Exercise description ::
List every line of the listing below that contains the string "lawn", copying each line in full. Treat the match as case-sensitive.

### Records for the task

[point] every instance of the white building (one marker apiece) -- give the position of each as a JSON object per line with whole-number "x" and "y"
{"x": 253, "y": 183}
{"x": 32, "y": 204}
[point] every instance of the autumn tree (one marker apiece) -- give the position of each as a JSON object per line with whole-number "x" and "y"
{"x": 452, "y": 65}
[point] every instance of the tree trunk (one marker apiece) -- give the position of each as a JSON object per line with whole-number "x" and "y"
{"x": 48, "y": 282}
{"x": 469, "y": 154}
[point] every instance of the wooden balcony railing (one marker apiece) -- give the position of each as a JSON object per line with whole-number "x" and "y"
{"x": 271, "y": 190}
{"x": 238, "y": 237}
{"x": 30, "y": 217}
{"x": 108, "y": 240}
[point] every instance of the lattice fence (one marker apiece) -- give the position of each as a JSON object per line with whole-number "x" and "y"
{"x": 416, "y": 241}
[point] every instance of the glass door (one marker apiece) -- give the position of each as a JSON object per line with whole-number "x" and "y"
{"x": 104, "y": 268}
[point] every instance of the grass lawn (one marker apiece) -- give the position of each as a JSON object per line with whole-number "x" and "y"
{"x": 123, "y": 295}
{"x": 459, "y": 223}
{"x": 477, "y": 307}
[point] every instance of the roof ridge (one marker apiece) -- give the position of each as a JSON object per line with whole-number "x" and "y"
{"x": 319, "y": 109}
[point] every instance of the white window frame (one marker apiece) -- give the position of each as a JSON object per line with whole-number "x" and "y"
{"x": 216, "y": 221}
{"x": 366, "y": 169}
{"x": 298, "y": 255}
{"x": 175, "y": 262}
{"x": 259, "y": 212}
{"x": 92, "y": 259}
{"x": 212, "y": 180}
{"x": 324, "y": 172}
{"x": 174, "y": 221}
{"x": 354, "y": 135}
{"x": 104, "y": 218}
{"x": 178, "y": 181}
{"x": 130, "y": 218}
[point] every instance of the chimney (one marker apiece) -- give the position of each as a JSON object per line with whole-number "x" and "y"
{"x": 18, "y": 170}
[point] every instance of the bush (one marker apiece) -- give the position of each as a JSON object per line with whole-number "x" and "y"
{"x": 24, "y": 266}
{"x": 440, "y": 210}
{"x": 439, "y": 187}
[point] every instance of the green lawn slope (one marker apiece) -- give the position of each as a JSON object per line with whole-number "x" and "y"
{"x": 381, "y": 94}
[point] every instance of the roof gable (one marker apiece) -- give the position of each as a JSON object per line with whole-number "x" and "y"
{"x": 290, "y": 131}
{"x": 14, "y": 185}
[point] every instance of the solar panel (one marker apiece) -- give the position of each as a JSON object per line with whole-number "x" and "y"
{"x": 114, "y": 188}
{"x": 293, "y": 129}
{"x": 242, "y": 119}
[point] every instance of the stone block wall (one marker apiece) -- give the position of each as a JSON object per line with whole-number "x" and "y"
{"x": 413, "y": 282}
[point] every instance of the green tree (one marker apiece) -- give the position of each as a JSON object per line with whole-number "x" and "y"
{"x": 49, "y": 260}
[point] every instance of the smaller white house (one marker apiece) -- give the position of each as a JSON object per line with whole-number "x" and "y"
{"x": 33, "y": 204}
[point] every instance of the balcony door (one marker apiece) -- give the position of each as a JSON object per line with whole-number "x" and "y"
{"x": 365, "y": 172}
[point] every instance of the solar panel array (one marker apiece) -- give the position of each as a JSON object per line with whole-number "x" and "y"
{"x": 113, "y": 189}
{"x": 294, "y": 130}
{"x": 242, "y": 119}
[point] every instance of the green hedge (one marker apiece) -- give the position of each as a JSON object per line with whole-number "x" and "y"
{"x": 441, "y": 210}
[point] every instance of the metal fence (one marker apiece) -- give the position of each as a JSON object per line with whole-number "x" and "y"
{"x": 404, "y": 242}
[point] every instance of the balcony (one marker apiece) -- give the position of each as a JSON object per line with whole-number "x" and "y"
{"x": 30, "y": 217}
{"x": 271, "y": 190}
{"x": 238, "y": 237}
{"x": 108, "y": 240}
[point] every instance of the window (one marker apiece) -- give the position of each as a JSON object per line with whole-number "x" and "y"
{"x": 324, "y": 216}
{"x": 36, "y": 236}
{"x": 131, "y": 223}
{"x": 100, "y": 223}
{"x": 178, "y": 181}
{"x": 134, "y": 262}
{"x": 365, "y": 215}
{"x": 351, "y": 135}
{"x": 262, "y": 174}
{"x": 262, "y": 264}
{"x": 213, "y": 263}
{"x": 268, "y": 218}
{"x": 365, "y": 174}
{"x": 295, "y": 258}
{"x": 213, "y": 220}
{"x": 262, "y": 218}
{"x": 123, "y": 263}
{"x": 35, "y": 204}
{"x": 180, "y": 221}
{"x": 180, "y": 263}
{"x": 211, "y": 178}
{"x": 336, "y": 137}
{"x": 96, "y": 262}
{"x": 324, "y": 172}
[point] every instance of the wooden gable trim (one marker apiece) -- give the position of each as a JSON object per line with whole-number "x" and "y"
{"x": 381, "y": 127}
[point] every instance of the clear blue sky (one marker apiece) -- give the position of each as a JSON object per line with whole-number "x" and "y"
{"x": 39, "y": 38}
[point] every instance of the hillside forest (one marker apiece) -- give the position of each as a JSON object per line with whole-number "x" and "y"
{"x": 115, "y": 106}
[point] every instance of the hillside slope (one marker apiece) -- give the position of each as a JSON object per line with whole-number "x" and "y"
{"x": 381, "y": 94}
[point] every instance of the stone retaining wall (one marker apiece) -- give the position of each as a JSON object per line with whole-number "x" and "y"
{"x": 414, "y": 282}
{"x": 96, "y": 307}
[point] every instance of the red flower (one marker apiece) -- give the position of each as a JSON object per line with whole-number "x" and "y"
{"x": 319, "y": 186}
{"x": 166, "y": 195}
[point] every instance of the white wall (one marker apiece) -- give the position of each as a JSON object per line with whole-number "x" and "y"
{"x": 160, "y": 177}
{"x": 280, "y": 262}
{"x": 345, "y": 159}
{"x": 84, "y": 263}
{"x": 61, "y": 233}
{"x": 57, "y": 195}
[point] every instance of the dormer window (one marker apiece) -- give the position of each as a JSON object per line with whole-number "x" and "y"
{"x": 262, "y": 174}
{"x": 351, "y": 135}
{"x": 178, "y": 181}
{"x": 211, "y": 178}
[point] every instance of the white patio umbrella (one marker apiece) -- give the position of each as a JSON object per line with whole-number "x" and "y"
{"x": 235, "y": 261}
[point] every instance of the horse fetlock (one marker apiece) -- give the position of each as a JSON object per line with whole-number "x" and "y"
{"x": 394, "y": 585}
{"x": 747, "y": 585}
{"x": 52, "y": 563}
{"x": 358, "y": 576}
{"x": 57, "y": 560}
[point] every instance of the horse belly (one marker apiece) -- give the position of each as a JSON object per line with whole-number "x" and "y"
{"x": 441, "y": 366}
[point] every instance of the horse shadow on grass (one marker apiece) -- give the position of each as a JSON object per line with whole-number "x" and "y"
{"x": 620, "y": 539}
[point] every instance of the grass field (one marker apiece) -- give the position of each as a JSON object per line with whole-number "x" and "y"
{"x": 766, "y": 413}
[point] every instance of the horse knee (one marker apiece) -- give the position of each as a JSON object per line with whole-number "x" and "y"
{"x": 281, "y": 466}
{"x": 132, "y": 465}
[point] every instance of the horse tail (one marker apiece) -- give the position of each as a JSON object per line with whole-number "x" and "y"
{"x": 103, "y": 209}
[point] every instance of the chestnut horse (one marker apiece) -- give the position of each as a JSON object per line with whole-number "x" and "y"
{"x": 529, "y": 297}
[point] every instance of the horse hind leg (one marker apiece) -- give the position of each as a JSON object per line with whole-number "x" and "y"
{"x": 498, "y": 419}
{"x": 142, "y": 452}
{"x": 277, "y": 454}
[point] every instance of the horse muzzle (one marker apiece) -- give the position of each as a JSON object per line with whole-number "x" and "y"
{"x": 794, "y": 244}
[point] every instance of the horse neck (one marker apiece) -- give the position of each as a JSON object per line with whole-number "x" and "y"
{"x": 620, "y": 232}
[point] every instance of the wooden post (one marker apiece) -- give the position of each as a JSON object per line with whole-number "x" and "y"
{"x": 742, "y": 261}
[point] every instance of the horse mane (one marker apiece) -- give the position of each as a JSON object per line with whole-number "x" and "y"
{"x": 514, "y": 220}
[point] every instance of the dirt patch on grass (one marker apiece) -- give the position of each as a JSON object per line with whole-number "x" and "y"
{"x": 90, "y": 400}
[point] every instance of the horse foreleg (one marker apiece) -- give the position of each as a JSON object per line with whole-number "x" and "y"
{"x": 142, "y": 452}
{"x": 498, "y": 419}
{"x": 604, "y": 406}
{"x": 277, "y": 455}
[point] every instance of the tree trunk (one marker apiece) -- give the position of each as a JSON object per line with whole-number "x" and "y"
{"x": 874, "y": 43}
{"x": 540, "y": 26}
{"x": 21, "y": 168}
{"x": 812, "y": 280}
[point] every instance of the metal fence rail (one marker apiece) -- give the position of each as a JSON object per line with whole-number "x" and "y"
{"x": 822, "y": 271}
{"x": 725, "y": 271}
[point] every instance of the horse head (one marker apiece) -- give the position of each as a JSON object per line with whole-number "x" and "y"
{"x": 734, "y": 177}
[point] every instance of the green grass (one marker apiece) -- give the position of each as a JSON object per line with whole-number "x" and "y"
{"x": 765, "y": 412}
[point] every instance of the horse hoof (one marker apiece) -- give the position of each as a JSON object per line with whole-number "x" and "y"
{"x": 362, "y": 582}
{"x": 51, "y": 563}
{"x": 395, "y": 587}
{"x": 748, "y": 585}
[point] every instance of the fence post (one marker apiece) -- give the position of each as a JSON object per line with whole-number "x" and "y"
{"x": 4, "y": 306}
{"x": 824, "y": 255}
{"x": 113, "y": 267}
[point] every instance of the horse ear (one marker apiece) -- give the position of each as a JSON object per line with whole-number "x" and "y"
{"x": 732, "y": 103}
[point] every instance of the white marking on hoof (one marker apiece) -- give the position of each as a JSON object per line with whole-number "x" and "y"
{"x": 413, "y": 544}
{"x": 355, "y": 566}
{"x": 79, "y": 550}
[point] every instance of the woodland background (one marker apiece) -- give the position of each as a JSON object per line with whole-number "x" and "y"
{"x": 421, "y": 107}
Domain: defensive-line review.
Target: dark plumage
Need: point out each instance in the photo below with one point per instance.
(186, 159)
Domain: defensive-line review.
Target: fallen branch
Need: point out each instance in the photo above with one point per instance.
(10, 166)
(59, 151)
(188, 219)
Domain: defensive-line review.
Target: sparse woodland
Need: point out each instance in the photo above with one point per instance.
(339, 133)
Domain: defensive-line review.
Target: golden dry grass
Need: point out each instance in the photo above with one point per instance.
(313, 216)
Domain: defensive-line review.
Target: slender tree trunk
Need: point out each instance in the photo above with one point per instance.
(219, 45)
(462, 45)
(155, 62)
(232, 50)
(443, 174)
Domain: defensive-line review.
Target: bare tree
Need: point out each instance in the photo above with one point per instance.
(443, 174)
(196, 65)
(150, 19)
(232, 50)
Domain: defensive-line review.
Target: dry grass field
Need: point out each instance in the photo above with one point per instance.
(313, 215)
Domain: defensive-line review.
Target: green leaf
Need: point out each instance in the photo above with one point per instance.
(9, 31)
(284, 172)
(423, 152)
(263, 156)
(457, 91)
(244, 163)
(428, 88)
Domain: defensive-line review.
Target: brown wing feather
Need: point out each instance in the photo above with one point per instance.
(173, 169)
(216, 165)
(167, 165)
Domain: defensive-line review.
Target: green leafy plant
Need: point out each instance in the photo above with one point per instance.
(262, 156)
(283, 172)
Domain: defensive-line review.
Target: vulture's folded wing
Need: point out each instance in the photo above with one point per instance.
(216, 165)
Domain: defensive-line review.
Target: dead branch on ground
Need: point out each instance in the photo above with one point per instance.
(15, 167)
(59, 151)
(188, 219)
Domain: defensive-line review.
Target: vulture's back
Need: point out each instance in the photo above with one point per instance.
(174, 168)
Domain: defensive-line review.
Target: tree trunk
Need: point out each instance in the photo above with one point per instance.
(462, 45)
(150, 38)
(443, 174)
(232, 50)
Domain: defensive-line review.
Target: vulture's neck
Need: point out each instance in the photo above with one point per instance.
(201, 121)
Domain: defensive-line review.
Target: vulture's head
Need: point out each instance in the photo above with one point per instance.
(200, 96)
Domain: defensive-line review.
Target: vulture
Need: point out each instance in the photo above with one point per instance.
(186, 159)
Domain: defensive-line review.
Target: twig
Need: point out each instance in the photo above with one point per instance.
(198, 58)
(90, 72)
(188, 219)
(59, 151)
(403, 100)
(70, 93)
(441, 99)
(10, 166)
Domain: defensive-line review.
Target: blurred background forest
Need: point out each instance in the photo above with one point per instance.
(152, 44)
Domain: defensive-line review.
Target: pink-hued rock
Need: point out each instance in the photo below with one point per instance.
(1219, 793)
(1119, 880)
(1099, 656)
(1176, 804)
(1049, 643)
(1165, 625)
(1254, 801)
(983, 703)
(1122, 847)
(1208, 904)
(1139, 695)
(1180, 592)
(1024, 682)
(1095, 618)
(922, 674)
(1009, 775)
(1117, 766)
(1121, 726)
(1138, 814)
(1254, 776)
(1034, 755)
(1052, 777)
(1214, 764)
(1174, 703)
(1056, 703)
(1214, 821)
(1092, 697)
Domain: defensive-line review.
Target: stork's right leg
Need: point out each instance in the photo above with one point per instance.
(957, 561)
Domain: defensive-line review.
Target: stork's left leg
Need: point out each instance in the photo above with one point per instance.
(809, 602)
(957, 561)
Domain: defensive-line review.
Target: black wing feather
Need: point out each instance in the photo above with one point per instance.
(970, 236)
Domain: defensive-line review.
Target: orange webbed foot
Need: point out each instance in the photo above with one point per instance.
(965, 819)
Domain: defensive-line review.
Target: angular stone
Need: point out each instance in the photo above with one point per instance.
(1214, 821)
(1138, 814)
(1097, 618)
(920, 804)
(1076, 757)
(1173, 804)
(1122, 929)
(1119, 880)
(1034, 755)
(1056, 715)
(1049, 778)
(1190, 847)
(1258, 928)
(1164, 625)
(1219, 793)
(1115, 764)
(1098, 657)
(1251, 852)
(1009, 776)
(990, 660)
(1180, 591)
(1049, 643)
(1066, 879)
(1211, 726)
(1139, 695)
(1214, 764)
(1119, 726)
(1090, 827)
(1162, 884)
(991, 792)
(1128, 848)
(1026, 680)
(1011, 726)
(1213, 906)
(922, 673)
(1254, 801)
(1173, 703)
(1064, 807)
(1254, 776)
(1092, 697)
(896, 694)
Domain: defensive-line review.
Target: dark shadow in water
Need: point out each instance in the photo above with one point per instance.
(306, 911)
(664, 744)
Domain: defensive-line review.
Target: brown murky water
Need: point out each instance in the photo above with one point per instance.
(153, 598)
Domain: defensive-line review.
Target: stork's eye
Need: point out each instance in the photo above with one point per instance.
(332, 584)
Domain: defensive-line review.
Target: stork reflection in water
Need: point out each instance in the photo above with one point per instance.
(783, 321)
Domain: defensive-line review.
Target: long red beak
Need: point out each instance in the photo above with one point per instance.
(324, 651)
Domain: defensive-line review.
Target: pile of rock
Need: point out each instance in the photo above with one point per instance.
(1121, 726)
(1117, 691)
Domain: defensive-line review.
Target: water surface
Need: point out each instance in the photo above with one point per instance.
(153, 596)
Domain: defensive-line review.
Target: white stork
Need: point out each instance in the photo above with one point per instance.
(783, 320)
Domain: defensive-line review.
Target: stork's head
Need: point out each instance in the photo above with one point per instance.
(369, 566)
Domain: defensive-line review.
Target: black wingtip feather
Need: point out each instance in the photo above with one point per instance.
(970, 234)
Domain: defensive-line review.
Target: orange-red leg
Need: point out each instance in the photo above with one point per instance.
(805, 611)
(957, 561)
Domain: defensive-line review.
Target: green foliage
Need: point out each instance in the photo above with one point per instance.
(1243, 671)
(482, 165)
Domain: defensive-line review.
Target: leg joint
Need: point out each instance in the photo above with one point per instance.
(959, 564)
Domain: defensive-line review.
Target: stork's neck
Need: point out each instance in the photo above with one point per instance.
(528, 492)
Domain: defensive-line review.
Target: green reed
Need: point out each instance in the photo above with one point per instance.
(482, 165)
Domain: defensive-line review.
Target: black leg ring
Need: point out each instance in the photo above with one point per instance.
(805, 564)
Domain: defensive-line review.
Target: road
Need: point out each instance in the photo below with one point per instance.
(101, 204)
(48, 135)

######

Output ::
[point] every instance of the grass lawn (one marker apiece) -- give the position of each as a JSON object per line with whole-number "x" and "y"
[point] every instance of the green lawn slope (one marker apiece) -- give the position of each as a JSON object per line with whole-number "x" and "y"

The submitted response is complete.